(Problem) Print exactly the lines from the line with "Every instance of the dark" to the last line of the data, please, both included.

(Stored data)
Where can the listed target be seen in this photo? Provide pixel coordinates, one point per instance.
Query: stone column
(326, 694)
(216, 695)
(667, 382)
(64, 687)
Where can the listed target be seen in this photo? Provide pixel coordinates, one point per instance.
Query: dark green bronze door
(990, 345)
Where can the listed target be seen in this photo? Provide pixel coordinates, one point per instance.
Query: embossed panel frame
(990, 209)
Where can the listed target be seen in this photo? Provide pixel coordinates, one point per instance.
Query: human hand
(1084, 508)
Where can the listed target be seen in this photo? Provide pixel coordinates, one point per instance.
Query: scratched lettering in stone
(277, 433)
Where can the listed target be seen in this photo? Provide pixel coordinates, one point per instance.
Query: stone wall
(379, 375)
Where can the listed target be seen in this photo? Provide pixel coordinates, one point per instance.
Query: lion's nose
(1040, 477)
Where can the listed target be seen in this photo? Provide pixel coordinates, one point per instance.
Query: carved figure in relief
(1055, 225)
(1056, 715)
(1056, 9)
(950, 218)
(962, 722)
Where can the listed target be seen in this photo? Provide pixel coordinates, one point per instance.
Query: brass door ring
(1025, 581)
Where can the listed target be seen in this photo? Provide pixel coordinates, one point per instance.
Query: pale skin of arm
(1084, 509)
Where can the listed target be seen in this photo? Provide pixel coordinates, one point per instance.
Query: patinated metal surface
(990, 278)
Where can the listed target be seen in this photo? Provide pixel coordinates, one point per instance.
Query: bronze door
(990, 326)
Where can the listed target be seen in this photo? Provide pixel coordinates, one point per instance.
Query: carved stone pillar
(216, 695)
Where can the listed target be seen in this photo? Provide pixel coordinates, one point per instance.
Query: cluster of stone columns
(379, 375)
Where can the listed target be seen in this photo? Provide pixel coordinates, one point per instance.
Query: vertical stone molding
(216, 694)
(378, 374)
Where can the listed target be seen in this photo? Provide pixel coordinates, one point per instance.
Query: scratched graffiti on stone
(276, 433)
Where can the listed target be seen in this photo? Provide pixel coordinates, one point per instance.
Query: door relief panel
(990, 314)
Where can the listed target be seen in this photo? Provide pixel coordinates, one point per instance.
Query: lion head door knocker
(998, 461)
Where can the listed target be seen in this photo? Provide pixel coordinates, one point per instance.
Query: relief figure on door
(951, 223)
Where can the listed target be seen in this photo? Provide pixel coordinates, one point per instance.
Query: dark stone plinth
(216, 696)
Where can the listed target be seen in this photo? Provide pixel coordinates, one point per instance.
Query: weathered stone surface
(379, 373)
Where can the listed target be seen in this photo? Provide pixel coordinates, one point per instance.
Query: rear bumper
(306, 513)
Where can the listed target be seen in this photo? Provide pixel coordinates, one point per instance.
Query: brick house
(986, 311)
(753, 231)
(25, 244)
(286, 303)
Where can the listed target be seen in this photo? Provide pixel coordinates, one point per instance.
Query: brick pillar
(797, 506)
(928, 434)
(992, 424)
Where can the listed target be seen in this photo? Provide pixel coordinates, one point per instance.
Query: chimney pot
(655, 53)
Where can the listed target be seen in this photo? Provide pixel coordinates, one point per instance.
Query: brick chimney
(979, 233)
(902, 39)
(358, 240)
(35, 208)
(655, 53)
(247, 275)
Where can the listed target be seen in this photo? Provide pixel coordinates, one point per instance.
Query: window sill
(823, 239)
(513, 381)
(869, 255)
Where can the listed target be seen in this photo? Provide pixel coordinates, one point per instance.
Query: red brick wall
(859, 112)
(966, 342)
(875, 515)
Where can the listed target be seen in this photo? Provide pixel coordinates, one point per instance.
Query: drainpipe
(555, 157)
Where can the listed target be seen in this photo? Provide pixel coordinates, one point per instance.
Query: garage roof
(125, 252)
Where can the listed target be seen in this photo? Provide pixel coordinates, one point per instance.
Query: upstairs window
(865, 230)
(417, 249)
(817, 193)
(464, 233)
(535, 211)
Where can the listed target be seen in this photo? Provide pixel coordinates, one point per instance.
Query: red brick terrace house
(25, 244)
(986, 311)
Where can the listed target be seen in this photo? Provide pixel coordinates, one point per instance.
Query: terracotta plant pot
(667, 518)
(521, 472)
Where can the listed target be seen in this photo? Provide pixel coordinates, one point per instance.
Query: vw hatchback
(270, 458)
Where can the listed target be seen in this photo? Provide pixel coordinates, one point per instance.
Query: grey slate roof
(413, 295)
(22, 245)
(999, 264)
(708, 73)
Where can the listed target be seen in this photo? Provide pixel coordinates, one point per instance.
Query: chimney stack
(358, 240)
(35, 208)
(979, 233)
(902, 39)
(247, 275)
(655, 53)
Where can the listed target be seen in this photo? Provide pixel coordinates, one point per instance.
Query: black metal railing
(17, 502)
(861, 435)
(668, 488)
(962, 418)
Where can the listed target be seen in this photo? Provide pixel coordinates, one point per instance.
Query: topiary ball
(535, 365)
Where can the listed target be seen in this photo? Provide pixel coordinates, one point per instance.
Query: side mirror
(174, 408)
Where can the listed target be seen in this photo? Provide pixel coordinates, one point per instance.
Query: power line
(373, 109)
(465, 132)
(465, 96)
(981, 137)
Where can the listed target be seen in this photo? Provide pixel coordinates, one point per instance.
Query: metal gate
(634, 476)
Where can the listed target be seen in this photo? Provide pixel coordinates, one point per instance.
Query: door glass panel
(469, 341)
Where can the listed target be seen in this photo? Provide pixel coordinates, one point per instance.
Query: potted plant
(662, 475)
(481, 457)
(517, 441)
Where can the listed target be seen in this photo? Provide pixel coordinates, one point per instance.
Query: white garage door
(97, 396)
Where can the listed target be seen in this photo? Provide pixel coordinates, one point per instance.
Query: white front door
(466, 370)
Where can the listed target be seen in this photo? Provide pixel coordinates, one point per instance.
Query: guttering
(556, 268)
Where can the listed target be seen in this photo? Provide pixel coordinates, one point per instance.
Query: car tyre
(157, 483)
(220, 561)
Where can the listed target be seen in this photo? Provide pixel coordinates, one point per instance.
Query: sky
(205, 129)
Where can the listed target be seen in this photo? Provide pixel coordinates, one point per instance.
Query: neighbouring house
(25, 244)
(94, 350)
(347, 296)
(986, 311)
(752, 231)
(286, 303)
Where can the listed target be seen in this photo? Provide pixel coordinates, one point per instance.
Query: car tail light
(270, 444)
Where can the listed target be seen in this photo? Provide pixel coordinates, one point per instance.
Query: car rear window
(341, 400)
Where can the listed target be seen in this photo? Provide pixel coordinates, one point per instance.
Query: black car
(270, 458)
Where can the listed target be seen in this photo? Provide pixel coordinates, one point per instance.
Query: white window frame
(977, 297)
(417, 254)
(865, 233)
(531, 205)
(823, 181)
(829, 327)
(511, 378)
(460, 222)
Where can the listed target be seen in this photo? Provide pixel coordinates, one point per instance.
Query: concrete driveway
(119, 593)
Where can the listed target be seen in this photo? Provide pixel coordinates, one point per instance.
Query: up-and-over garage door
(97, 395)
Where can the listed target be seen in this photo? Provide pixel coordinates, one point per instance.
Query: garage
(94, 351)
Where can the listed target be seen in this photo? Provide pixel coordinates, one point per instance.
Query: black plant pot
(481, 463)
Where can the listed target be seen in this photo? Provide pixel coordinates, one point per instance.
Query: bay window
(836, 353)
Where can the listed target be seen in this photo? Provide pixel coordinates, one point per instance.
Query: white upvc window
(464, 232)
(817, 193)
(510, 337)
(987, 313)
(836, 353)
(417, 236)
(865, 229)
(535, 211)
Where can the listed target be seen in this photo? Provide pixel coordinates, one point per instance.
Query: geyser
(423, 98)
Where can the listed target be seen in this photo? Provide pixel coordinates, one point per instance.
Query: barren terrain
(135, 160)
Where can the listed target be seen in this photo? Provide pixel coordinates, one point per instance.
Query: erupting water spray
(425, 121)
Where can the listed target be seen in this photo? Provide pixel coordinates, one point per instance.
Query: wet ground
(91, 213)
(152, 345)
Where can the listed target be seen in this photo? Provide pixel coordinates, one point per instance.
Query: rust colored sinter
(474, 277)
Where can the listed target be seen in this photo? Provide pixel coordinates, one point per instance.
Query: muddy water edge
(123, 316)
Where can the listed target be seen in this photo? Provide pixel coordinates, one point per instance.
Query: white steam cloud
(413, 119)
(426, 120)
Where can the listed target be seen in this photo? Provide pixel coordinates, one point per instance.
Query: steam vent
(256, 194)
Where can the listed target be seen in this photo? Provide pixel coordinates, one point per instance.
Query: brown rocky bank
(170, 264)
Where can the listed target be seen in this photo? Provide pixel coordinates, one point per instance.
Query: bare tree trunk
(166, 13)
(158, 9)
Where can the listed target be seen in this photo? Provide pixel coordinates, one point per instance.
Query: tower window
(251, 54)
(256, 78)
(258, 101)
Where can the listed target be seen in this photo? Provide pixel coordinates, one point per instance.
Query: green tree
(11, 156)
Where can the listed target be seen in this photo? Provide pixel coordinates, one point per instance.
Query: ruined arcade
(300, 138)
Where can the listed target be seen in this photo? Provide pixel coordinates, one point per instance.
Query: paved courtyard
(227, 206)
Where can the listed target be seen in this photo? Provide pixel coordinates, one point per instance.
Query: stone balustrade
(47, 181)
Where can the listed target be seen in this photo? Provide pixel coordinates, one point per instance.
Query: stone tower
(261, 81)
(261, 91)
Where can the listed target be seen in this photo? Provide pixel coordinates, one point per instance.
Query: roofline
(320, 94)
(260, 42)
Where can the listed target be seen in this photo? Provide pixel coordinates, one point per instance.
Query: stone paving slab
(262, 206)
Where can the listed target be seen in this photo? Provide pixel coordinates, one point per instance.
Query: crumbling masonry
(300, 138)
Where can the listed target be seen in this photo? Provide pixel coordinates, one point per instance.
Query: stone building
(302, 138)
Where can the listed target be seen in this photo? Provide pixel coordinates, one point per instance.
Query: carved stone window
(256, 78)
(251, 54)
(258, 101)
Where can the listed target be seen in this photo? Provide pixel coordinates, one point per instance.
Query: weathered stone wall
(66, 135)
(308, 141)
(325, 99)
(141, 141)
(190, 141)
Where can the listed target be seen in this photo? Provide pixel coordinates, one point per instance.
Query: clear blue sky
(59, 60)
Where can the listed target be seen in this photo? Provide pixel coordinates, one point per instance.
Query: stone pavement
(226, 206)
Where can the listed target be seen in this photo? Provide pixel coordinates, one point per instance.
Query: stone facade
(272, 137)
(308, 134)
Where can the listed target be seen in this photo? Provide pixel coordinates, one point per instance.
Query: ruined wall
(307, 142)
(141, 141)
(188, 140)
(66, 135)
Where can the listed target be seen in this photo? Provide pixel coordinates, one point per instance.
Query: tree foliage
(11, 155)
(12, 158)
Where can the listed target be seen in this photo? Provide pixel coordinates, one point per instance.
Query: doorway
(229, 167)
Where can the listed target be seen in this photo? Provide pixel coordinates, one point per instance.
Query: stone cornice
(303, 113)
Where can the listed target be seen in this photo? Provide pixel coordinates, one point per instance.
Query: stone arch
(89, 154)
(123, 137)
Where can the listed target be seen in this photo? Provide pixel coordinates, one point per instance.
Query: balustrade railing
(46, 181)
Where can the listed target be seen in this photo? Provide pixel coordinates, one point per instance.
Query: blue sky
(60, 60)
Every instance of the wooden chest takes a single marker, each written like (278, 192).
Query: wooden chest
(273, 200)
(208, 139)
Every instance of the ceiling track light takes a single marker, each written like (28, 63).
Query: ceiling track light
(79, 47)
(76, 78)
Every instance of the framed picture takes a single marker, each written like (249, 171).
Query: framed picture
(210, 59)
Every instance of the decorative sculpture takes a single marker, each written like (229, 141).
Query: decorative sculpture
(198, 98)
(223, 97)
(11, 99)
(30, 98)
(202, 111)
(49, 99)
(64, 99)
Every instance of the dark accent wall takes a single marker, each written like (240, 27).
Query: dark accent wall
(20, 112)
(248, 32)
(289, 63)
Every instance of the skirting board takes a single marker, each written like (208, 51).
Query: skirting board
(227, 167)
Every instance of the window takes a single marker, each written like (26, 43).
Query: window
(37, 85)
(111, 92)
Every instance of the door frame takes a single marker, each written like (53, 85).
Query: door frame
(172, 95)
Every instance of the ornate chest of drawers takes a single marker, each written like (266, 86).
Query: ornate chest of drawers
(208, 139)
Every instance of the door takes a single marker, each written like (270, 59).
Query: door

(Answer to the problem)
Every instance of the dark accent wall takes a single marker, each written like (240, 27).
Query: dark accent wall
(20, 112)
(248, 32)
(289, 63)
Every instance of the skirting board takes a single marker, each written like (208, 51).
Query: skirting board
(227, 167)
Every instance of the window takes a single marker, each written like (26, 43).
Query: window
(37, 85)
(111, 92)
Every instance of the door frame takes a single marker, each written like (53, 85).
Query: door frame
(172, 95)
Every instance of the ornate chest of drawers takes a single marker, each written like (266, 86).
Query: ornate chest of drawers
(208, 139)
Every instance of the door takes a single marker, each written like (270, 59).
Query: door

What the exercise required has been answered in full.